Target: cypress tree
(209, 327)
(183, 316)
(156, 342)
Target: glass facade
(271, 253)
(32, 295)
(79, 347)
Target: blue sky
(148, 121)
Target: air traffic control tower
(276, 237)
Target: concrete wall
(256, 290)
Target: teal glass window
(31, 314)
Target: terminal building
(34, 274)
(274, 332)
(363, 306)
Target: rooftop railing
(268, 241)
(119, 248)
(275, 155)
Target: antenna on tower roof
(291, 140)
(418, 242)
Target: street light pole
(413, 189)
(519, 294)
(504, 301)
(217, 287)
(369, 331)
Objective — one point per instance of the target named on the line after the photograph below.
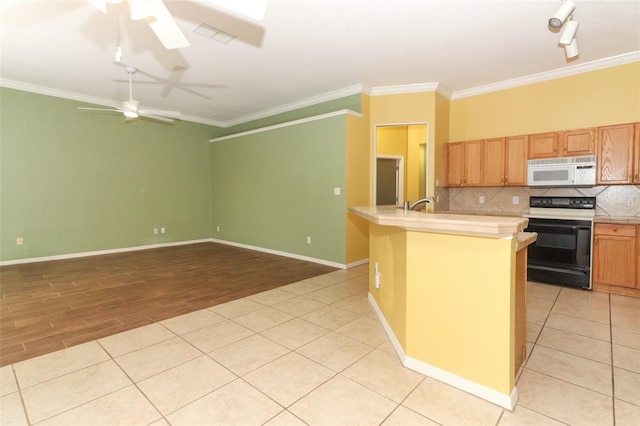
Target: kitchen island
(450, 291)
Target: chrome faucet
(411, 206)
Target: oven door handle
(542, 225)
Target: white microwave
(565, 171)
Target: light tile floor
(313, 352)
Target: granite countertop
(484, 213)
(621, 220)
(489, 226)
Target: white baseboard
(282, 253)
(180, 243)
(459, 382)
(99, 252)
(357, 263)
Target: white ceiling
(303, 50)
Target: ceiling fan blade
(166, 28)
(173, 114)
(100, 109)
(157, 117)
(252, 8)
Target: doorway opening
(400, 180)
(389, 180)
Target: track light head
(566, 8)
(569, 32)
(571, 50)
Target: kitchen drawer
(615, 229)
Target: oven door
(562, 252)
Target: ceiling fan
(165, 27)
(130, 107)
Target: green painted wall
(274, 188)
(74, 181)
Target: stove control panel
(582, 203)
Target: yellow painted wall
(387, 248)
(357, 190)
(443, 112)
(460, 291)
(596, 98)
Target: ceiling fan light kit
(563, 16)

* * * * *

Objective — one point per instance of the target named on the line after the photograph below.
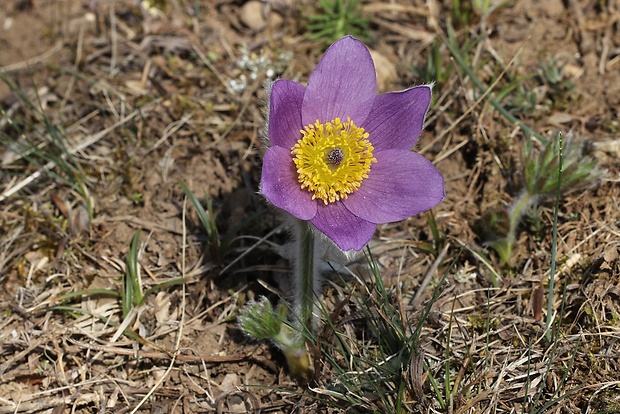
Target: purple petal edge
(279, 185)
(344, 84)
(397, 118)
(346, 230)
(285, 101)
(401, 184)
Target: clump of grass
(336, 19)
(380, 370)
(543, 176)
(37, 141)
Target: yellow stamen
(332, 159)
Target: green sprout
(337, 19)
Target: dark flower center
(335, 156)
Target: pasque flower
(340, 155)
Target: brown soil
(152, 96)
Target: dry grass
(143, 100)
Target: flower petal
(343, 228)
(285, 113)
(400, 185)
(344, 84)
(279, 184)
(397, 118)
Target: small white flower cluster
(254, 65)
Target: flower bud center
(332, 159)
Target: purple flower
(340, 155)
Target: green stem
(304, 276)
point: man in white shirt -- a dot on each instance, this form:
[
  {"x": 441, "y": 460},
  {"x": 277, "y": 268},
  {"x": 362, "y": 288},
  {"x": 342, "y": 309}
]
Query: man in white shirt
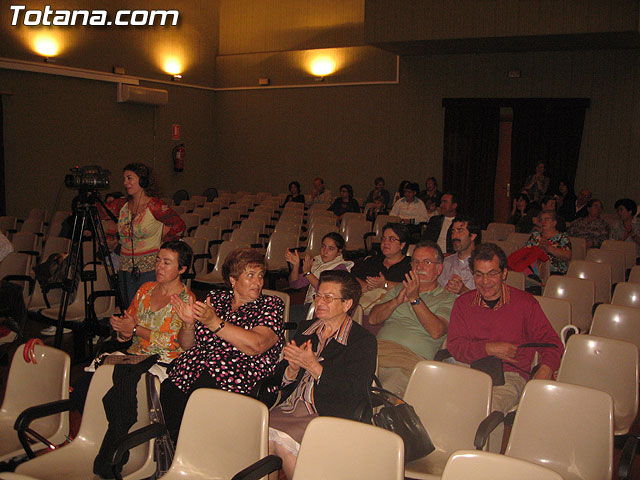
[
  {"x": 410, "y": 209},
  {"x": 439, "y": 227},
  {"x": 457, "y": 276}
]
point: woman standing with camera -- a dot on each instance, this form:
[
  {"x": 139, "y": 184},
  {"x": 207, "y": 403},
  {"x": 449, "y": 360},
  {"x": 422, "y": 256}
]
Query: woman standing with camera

* * * * *

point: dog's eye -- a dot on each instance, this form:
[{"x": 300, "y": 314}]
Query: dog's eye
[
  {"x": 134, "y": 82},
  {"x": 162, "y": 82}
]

* * * * *

_ACTIVITY_
Transcribe the listing above exactly, but only from the line with "Target: small white flower cluster" through the line with "Query: woman standing with camera". Include both of those lines and omit the pictures.

_SOLVED EXERCISE_
Target: small white flower cluster
(254, 65)
Target: flower bud center
(332, 159)
Target: purple flower
(340, 155)
Target: green stem
(304, 276)
point: man in white shirt -- a dot on each instance, this form:
[
  {"x": 441, "y": 460},
  {"x": 277, "y": 268},
  {"x": 362, "y": 288},
  {"x": 342, "y": 309}
]
Query: man in white shirt
[
  {"x": 410, "y": 209},
  {"x": 439, "y": 227},
  {"x": 457, "y": 276}
]
point: woman standing with camera -- a dot on each instance, this form:
[
  {"x": 139, "y": 184},
  {"x": 207, "y": 403},
  {"x": 449, "y": 360},
  {"x": 422, "y": 256}
]
Query: woman standing with camera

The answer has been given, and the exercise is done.